Wednesday, January 12, 2011

12 Days of the Ethereal Gazette Issue 12 - Day 8

Two housekeeping items first:

1. I have discovered that Nicky mispelled another contributer’s name, whose story I have already reviewed, in both places that it occurs in the magazine. Ken Kuptis is actually Ken Kupstis. I have corrected the spelling of his name in my previous posts.

2. I have updated the blog page for this on-going review, including links to those stories that are available on-line for free. If you want to read those stories, you can simply click away.

Now on to today's reviews:

“Hell on Wheels” by Terry Lloyd Vinson

In this story, an estranged husband and wife engage in a late night duel-by-muscle-car, with predictably tragic consequences. This story uses an unusual story-telling style, which I was initially skeptical about because I don’t like gimmicks. Here is the beginning of the story:

“The road war begins:
The Time: One-forty-five a.m.
The Date: June sixth in the year of our lord nineteen-hundred and seventy.
The place: A two-lane frontage road just off I-40, two and a half miles east of
Cattamount, New Mexico.
The landscape (an overview): Flat roadway; the narrow shoulders of which are
dominated by desert flooring with a light gravel mix that quickly transform into steep,
sand-dune constructed drop-off’s on either side….”

Soon the narrative picks up, and it is told using a distant third-person omniscient narrator. The reader gets to see what is happening in both cars, to know what both characters are thinking in the same scene (the story is essentially one long scene).The ending of the story is told using two supposed newspaper articles about the events.

I enjoyed this story. It won me over and held my interest to the end. There is not much character development, and the prose style is terse; yet the mystery of who the two drivers are and why they have such animosity is well-done. For most of the story, the drivers are referred to only as Driver One and Driver Two. Clues to their identities are revealed during the narrative, but the relationship between the two is only finally revealed in the articles.

You can check out the story for free at Authorsden.

* **DIRECTIONS**
a – In the Ethereal Gazette review post, how is the ending of "Hell on Wheels" told?
b – Continue the Ethereal Gazette review post from its last sentence.
The listing is separate material, unrelated to the Ethereal Gazette review post.

* **INPUT DATA**
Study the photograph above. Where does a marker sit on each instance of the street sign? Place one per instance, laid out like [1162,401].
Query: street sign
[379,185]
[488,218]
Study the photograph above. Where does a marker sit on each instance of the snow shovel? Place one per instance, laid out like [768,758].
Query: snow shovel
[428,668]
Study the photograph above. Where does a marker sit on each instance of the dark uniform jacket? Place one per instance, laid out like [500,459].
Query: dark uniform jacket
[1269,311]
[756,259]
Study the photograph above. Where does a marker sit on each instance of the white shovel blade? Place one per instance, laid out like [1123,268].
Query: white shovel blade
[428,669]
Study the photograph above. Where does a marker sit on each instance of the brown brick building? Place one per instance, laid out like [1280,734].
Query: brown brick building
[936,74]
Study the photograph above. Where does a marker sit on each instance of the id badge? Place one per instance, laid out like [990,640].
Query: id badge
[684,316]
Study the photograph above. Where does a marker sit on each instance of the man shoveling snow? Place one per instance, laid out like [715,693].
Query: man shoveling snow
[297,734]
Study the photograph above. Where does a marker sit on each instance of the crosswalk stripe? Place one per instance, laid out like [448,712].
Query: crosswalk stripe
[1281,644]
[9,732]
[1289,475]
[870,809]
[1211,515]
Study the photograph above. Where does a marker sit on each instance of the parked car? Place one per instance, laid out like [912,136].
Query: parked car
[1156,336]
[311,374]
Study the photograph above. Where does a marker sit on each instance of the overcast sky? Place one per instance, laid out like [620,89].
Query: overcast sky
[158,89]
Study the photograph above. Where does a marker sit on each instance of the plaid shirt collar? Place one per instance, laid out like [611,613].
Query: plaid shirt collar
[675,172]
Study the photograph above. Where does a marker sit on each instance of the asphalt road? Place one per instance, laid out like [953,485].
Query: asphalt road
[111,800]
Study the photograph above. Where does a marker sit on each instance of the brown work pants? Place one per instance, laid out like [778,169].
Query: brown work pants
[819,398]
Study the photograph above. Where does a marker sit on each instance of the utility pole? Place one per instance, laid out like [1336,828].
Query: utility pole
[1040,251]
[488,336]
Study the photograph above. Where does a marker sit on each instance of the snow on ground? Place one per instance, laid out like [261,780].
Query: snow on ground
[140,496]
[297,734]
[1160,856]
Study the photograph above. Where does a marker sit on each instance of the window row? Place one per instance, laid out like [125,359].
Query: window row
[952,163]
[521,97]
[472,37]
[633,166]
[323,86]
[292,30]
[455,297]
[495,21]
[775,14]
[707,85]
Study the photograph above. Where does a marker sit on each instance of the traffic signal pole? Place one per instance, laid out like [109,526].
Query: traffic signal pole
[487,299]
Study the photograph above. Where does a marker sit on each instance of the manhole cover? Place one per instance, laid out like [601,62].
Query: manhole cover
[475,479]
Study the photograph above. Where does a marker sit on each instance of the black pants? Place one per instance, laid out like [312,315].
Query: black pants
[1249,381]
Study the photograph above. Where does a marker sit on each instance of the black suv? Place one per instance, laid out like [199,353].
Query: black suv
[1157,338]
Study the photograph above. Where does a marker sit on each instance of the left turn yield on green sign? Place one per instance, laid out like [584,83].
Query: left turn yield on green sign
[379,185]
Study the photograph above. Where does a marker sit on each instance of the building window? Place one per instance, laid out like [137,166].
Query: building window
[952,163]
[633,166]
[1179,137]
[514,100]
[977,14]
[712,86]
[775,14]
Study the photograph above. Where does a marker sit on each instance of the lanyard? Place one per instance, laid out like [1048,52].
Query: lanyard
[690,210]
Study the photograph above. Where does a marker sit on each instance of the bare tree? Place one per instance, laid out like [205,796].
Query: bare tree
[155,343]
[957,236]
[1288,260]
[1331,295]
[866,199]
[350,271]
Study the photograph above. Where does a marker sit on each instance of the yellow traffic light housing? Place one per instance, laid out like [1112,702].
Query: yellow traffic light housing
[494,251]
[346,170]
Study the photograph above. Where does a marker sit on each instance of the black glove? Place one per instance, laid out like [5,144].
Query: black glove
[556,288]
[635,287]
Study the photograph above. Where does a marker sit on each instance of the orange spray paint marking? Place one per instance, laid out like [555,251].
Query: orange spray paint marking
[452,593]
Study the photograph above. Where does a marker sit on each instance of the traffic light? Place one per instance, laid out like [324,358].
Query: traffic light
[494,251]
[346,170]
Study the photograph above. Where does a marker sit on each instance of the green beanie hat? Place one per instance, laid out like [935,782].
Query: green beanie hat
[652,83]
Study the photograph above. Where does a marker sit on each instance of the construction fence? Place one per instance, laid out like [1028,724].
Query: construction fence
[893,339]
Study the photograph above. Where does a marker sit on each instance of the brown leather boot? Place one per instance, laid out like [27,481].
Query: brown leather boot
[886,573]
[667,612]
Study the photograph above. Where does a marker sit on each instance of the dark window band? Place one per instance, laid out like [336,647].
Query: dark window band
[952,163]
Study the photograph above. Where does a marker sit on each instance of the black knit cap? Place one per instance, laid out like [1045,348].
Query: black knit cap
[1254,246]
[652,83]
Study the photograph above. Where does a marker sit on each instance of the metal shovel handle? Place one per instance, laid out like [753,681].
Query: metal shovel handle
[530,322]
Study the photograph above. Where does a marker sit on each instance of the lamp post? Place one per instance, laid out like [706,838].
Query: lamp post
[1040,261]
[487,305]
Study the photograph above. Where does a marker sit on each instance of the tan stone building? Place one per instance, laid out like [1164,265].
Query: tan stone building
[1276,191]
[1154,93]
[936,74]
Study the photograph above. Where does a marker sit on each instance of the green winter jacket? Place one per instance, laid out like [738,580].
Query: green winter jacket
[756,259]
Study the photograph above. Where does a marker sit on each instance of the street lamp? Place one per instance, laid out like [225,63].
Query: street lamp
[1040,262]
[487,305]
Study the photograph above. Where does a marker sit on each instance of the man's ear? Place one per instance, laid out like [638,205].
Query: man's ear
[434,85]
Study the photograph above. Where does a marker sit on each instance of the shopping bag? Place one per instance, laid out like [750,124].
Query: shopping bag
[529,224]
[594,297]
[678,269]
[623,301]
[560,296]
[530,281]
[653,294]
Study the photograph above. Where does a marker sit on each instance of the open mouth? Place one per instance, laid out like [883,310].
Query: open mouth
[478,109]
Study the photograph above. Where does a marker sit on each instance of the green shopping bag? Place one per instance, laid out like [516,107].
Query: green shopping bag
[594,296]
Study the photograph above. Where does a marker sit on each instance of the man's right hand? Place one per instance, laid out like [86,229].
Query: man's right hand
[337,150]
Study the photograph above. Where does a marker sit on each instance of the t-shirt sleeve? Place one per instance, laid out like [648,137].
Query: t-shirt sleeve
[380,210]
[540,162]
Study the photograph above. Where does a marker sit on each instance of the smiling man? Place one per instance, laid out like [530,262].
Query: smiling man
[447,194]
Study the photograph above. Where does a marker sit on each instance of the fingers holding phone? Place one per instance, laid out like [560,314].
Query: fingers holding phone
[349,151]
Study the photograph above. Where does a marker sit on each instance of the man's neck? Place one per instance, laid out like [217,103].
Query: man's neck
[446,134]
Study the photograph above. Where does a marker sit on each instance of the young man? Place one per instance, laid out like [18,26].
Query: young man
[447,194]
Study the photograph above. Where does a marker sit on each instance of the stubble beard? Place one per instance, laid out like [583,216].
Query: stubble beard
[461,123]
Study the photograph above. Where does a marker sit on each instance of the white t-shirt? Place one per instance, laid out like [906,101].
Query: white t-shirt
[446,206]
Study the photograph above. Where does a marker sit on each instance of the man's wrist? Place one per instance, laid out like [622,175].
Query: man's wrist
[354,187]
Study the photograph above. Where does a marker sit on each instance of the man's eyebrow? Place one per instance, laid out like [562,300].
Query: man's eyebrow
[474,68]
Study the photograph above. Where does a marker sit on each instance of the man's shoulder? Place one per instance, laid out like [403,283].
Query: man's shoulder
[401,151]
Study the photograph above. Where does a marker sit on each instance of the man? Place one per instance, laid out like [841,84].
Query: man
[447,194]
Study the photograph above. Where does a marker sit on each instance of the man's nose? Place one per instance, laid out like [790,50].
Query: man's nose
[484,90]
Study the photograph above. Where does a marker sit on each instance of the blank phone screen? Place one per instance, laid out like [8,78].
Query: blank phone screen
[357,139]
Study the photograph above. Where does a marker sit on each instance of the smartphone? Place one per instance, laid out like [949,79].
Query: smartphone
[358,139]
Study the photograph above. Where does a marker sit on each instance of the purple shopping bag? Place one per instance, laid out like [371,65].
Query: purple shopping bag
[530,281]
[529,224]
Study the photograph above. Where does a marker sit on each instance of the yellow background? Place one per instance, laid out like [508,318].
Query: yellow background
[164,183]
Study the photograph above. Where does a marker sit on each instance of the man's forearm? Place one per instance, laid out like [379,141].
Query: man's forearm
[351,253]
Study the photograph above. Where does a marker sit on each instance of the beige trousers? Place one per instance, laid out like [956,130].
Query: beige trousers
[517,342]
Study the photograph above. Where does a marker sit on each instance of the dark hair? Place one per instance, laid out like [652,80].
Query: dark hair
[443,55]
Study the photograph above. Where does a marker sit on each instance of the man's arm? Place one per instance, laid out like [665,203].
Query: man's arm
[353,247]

* **ANSWER LIST**
a – It is told through two supposed newspaper articles about the events.

b –
Grade: B+

“Rosh Hashannah” by Scott Meade

What’s not to like about a story that includes an angel smiting a drunk in the liquor aisle at Wallyworld? How about this:

“Billy picked up the remote from the end stand between the couch and the recliner where John was sitting. He pointed the remote toward the entertainment system and pressed a button, which caused the CD player to begin pushing the sounds of the song “Promise Me” by Straight Line Stitch through his Bose speakers.”

“He had offered to buy it from Billy on several occasions, but would always be promised that it would be given to him free of charge whenever Billy would decide to buy new furniture.”

“Fright had revealed itself through him as he recalled the photo that he had found on the Internet.”

“His heart was pounding as sweat immediately extracted through the pores in his face.”

“John and Billy were peaking around the corner when Samantha caught up with them.”

I can’t go on. I could copy and paste about 50% of the story here. I’ll summarize by saying that the writing is clumsy, simplistic, wordy, and immature.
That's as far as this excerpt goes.